Dataset entries:
Start of Block

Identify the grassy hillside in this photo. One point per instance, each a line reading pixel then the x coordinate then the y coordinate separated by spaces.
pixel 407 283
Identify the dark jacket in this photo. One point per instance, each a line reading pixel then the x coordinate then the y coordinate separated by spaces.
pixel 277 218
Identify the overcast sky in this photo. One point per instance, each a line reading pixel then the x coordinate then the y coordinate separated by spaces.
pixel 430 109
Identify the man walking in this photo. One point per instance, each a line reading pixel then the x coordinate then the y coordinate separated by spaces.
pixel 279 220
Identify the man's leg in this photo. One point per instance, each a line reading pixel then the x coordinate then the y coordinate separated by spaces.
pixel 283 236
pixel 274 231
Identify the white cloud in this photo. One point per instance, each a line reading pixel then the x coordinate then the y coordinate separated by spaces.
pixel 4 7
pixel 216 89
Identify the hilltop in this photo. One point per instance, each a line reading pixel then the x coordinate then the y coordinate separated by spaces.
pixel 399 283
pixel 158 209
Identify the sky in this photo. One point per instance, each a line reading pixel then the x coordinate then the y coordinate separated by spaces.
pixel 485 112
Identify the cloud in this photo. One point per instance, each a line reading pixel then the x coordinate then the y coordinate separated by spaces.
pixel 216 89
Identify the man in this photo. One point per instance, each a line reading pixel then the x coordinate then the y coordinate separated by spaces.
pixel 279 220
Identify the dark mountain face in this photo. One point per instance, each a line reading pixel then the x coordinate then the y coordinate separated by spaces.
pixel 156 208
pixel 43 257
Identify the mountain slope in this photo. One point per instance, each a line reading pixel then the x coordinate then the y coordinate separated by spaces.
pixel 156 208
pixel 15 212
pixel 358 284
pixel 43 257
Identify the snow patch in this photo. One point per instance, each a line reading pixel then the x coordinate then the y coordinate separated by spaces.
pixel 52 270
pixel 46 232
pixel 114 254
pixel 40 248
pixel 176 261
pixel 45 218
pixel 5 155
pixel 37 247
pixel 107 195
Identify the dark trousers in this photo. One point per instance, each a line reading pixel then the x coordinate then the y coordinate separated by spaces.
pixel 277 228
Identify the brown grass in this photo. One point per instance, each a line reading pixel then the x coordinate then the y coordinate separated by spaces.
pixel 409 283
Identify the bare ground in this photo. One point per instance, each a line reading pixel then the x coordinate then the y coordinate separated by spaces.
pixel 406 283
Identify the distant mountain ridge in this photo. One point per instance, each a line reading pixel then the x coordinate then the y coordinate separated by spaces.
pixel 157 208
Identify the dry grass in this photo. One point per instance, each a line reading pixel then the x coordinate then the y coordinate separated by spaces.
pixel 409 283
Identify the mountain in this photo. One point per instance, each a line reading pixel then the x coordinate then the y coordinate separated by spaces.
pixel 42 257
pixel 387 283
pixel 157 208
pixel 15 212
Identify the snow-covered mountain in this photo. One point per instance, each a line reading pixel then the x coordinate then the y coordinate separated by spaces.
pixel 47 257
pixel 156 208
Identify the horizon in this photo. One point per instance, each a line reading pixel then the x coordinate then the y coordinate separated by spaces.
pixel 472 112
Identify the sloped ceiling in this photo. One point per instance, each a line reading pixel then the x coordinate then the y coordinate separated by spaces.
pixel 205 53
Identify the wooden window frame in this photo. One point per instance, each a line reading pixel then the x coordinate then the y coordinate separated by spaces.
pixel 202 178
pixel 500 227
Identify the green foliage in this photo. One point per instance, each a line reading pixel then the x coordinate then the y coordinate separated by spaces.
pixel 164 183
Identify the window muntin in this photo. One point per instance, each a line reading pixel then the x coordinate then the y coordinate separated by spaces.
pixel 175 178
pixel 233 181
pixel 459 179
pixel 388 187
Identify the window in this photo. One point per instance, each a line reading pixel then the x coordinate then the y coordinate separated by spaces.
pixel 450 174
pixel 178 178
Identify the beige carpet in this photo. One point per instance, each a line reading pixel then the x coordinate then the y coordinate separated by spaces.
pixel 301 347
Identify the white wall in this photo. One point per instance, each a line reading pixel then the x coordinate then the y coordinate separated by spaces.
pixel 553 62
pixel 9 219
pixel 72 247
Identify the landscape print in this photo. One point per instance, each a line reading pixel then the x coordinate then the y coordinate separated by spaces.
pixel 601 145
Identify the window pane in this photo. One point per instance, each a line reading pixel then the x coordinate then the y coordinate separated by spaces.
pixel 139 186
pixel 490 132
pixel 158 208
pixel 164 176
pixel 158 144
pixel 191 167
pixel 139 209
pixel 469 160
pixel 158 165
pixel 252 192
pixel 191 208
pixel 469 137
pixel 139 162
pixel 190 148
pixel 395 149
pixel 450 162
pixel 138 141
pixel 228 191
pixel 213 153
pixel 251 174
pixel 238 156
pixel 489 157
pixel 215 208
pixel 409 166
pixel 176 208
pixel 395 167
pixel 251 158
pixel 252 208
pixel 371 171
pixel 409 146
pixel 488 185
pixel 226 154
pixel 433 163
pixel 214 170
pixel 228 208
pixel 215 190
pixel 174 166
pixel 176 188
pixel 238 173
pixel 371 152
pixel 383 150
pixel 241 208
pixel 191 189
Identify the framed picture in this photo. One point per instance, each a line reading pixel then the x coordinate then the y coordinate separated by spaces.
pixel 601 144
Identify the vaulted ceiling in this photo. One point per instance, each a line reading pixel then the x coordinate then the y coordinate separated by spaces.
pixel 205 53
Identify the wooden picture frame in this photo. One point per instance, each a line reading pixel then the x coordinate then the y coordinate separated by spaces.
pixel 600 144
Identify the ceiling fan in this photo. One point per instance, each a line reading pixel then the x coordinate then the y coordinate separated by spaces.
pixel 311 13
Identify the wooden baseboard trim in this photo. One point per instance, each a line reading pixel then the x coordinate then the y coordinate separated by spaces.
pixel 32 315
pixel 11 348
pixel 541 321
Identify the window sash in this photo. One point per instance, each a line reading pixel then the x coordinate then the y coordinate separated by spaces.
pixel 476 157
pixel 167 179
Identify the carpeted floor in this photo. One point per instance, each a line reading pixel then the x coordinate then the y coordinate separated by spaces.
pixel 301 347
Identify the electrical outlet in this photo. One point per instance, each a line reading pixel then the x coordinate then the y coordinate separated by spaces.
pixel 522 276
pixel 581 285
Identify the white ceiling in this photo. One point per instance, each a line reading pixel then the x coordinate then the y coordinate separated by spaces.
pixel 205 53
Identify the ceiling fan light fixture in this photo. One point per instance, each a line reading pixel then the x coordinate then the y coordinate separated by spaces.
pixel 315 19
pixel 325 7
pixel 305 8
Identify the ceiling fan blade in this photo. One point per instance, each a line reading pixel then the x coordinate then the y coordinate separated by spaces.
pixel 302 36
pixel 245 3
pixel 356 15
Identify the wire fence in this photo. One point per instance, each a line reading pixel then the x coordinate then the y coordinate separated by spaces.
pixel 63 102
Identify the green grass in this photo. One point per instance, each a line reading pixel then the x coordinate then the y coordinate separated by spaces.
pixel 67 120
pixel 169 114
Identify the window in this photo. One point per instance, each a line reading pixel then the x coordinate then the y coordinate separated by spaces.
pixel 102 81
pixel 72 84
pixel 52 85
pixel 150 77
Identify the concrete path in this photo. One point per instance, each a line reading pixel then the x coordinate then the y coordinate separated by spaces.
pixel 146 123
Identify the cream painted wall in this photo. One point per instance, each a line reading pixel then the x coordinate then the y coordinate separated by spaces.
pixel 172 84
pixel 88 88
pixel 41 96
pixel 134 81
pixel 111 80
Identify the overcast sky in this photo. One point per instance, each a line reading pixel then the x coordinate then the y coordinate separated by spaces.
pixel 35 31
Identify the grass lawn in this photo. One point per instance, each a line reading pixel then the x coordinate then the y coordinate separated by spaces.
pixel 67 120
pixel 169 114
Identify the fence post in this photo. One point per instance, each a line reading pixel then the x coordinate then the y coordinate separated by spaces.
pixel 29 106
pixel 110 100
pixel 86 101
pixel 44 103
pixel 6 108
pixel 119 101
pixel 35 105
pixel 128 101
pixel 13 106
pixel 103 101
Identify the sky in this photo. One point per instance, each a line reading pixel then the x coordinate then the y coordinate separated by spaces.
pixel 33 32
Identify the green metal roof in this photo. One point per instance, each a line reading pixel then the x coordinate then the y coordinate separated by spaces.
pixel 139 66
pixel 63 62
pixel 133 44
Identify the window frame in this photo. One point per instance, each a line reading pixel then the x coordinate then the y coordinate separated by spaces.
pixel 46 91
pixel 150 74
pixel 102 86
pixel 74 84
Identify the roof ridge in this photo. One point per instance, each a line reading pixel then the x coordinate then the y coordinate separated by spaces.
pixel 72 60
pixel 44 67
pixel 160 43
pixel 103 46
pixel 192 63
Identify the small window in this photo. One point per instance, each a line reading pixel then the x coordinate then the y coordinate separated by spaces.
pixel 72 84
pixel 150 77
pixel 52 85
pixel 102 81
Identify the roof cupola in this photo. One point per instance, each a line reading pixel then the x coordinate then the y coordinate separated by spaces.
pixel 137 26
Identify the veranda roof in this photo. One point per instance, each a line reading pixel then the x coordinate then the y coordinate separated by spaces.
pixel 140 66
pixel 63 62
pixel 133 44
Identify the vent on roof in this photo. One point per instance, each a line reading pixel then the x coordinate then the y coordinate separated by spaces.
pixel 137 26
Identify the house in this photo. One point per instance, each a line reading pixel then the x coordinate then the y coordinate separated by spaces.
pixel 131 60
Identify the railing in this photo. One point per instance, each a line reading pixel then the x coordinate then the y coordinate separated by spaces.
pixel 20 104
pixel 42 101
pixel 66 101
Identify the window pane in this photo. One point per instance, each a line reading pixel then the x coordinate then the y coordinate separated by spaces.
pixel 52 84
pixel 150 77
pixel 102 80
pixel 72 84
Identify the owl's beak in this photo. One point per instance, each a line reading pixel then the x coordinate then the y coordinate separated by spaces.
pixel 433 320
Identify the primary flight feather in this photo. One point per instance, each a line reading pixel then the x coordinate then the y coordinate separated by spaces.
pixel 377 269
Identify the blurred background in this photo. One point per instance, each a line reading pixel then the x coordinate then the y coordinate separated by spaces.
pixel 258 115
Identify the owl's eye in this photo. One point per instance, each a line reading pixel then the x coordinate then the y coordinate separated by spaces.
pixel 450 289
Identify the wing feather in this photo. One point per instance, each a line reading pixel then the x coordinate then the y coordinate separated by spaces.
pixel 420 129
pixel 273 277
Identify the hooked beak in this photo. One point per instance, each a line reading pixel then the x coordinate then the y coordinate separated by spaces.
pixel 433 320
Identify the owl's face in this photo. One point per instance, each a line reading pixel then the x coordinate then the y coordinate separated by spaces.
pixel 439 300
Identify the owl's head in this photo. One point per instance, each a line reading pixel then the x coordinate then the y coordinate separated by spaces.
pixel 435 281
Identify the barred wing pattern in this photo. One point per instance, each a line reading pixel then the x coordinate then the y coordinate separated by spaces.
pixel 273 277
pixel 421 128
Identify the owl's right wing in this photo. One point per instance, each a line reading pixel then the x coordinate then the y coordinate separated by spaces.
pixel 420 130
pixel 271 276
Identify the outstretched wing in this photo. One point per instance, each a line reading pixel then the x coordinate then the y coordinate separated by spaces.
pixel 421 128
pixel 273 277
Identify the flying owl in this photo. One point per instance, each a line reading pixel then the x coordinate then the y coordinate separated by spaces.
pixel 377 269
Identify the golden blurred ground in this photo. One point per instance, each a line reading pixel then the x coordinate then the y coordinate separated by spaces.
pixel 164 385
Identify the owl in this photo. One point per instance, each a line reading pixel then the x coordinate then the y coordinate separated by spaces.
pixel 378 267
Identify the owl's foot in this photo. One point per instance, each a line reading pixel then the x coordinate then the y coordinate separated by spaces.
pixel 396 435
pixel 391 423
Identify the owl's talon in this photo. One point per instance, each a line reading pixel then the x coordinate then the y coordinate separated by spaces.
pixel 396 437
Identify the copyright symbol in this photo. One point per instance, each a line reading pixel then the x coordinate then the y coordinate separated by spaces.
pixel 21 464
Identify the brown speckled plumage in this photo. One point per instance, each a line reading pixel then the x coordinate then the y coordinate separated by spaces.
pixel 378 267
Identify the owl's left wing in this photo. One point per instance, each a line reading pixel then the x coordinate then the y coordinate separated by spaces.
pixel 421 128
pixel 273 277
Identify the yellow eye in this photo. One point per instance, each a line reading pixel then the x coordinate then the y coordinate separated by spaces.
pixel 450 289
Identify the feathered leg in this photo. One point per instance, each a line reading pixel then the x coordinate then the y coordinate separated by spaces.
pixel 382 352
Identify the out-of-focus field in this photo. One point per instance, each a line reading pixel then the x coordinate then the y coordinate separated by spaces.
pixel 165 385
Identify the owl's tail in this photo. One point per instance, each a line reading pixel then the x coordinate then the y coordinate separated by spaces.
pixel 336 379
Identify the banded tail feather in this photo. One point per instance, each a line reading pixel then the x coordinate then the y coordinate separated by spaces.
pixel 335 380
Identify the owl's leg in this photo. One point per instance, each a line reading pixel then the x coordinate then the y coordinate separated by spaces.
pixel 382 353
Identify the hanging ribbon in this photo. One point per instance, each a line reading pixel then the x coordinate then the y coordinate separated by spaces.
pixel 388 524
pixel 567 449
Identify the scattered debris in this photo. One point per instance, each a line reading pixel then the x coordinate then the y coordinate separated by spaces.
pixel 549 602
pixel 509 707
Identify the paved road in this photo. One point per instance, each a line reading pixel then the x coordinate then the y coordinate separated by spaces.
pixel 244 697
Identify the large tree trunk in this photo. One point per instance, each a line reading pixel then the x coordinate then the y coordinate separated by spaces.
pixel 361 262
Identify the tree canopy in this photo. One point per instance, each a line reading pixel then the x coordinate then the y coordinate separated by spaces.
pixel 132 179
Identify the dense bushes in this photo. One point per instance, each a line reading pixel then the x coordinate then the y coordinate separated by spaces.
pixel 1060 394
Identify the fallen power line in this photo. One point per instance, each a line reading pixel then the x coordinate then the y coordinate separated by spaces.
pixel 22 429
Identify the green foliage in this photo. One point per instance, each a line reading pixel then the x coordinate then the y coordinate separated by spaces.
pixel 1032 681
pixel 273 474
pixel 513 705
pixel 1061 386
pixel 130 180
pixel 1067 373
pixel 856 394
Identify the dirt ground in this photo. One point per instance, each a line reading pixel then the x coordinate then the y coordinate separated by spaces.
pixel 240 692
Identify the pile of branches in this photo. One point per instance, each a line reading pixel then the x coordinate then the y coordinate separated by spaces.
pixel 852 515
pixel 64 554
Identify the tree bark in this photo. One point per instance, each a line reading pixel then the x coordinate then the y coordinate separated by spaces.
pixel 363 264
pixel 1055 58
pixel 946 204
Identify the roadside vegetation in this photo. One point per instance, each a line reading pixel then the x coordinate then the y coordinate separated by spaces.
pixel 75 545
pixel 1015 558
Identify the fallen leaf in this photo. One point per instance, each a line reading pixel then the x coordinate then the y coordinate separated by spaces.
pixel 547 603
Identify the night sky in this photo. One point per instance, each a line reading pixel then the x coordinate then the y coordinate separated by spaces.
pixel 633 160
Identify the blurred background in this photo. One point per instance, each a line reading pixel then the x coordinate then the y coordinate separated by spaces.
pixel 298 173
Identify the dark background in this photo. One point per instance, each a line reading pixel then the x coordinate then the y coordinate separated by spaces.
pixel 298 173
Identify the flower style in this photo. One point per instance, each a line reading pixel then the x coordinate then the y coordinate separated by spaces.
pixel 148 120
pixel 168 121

End of Block

EXERCISE DESCRIPTION -
Output exactly the lines of the data that run from the one containing "Identify the flower" to the very last line, and no others.

WRITTEN SOLUTION -
Identify the flower style in this photo. One point per instance, each a line reading pixel then the x coordinate then the y coordinate separated by spaces.
pixel 148 120
pixel 168 121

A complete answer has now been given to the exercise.